- **EXERCISE REQUIREMENTS**: The expected output is the line with "Would you be able to mark the red" followed by every remaining line of the entries, all repeated exactly.

Start of DATA SHOWN

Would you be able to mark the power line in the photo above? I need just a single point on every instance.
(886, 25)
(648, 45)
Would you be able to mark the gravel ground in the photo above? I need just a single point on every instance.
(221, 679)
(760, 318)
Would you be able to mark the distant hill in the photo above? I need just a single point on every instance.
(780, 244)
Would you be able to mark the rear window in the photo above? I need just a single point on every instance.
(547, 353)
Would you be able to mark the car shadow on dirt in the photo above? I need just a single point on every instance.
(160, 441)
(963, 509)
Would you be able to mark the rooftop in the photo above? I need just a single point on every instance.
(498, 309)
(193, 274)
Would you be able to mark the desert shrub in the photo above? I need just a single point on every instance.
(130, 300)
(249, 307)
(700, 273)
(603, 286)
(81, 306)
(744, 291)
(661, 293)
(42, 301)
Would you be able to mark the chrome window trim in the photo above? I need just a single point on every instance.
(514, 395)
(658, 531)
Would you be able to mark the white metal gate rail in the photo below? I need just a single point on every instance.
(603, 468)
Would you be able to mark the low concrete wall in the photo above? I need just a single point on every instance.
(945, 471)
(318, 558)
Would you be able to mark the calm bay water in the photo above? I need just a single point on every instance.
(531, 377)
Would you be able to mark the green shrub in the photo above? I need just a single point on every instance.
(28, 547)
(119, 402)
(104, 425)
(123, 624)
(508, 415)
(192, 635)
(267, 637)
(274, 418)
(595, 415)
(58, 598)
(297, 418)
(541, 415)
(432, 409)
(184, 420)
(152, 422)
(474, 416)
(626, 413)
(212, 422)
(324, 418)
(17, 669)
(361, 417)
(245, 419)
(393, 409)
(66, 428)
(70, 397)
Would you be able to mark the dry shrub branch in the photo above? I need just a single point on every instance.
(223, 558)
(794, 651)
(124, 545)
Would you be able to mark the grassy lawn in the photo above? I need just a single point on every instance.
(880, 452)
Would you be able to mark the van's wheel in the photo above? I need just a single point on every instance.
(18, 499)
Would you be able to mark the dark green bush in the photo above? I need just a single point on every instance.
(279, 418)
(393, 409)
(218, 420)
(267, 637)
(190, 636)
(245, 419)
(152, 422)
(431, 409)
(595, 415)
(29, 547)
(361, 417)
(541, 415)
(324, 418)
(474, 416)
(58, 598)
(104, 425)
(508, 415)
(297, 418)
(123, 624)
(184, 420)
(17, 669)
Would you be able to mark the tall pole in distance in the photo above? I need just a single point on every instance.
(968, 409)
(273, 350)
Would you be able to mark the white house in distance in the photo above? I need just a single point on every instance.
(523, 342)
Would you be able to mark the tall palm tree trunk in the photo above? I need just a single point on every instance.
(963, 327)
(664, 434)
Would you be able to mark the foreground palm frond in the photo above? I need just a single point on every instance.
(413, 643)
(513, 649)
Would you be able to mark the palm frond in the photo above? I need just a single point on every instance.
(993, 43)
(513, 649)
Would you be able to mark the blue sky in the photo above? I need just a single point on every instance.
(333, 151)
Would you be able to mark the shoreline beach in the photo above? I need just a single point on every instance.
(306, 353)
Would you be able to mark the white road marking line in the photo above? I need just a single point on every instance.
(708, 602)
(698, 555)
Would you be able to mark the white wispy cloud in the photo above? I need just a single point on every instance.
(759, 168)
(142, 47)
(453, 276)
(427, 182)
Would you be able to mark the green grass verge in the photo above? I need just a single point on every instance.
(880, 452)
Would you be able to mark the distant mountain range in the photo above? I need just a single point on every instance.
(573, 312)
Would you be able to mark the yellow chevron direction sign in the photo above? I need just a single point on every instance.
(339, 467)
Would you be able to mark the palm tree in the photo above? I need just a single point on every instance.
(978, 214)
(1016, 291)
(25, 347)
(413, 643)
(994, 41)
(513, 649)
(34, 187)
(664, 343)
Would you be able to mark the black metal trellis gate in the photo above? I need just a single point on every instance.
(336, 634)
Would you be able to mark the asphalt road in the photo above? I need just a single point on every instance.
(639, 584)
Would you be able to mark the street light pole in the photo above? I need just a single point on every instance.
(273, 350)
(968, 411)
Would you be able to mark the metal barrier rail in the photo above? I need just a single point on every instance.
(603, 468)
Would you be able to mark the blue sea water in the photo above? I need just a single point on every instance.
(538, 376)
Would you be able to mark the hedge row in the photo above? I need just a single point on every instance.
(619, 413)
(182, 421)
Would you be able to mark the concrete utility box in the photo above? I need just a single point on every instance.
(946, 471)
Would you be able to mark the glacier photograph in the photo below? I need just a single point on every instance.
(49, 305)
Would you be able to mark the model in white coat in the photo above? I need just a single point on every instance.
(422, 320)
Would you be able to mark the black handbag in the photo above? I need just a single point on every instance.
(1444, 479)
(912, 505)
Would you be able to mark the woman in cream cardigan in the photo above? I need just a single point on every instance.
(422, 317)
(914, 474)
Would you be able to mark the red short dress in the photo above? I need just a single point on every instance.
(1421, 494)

End of DATA SHOWN

- **EXERCISE RESPONSE**:
Would you be able to mark the red short dress in the photo above? I need just a single point on every instance.
(1421, 494)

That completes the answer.